**To do**. Scan the records for the string "ship" and copy every line that holds it.

**Data to examine**.
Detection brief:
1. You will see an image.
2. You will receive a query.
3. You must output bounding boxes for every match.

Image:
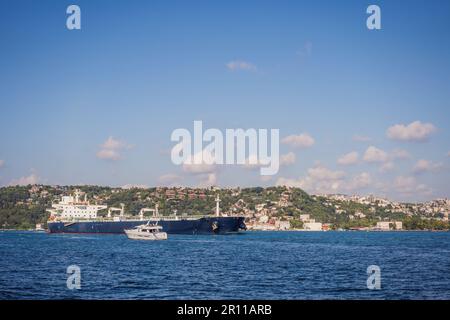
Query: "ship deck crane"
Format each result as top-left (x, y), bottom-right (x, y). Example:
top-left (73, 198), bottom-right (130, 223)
top-left (139, 204), bottom-right (159, 220)
top-left (108, 203), bottom-right (125, 218)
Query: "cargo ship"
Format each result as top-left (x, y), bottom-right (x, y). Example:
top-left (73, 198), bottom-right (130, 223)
top-left (46, 191), bottom-right (246, 235)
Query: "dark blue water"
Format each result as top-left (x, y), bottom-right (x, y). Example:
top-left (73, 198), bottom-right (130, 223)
top-left (1, 231), bottom-right (450, 299)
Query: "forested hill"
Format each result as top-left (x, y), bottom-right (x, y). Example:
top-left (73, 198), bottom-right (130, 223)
top-left (0, 185), bottom-right (448, 230)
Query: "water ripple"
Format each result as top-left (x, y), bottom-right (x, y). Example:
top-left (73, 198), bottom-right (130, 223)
top-left (1, 231), bottom-right (450, 299)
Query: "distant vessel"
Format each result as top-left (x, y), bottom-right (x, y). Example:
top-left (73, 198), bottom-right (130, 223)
top-left (46, 190), bottom-right (246, 235)
top-left (35, 224), bottom-right (45, 232)
top-left (125, 222), bottom-right (167, 240)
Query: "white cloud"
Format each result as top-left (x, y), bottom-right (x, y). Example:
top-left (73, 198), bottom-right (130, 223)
top-left (391, 149), bottom-right (411, 160)
top-left (280, 152), bottom-right (296, 166)
top-left (241, 152), bottom-right (293, 172)
top-left (226, 60), bottom-right (257, 72)
top-left (0, 160), bottom-right (4, 168)
top-left (190, 173), bottom-right (217, 188)
top-left (181, 147), bottom-right (219, 187)
top-left (386, 121), bottom-right (436, 142)
top-left (183, 162), bottom-right (216, 174)
top-left (260, 175), bottom-right (272, 183)
top-left (201, 173), bottom-right (217, 187)
top-left (101, 137), bottom-right (127, 150)
top-left (276, 164), bottom-right (375, 194)
top-left (9, 173), bottom-right (40, 186)
top-left (276, 164), bottom-right (346, 194)
top-left (182, 147), bottom-right (217, 174)
top-left (337, 151), bottom-right (359, 165)
top-left (348, 172), bottom-right (372, 190)
top-left (307, 165), bottom-right (345, 181)
top-left (158, 174), bottom-right (183, 186)
top-left (363, 146), bottom-right (389, 163)
top-left (96, 137), bottom-right (132, 161)
top-left (276, 165), bottom-right (374, 195)
top-left (352, 135), bottom-right (371, 142)
top-left (416, 184), bottom-right (433, 196)
top-left (242, 154), bottom-right (262, 170)
top-left (379, 162), bottom-right (394, 173)
top-left (281, 133), bottom-right (315, 148)
top-left (96, 149), bottom-right (121, 161)
top-left (393, 176), bottom-right (432, 197)
top-left (242, 152), bottom-right (288, 174)
top-left (447, 151), bottom-right (450, 157)
top-left (164, 145), bottom-right (218, 186)
top-left (237, 152), bottom-right (293, 173)
top-left (275, 177), bottom-right (302, 188)
top-left (394, 176), bottom-right (417, 193)
top-left (413, 159), bottom-right (443, 174)
top-left (363, 146), bottom-right (410, 172)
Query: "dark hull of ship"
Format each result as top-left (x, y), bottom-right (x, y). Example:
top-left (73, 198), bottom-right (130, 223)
top-left (47, 216), bottom-right (246, 235)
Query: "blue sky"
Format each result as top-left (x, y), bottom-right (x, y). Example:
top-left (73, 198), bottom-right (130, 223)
top-left (0, 0), bottom-right (449, 201)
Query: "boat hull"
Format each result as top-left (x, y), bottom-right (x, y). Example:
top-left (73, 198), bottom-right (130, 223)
top-left (125, 229), bottom-right (168, 240)
top-left (47, 216), bottom-right (246, 235)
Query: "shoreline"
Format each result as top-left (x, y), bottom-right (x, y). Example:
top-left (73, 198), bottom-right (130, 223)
top-left (1, 229), bottom-right (449, 233)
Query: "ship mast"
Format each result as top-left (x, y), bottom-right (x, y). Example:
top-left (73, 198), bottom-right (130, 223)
top-left (215, 194), bottom-right (221, 217)
top-left (74, 190), bottom-right (80, 203)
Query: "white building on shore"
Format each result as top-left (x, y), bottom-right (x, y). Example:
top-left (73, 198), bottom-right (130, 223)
top-left (303, 222), bottom-right (323, 231)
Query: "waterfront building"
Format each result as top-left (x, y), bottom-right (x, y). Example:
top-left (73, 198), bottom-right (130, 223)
top-left (304, 222), bottom-right (323, 231)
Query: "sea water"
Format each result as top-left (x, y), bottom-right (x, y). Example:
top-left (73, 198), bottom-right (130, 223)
top-left (1, 231), bottom-right (449, 299)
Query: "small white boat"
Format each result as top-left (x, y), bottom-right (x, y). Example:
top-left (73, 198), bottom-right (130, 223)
top-left (124, 222), bottom-right (168, 240)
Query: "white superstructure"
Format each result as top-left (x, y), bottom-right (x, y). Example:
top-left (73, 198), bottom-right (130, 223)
top-left (124, 222), bottom-right (167, 241)
top-left (47, 190), bottom-right (107, 220)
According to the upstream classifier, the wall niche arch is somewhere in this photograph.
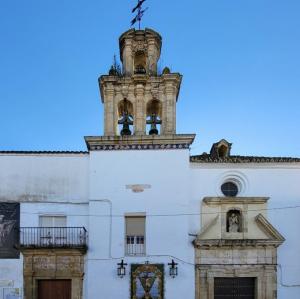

**Solution for this problem**.
Query: "ship deck crane"
Query: "cargo ship"
Query: "dark hull of ship"
Query: "ship mast"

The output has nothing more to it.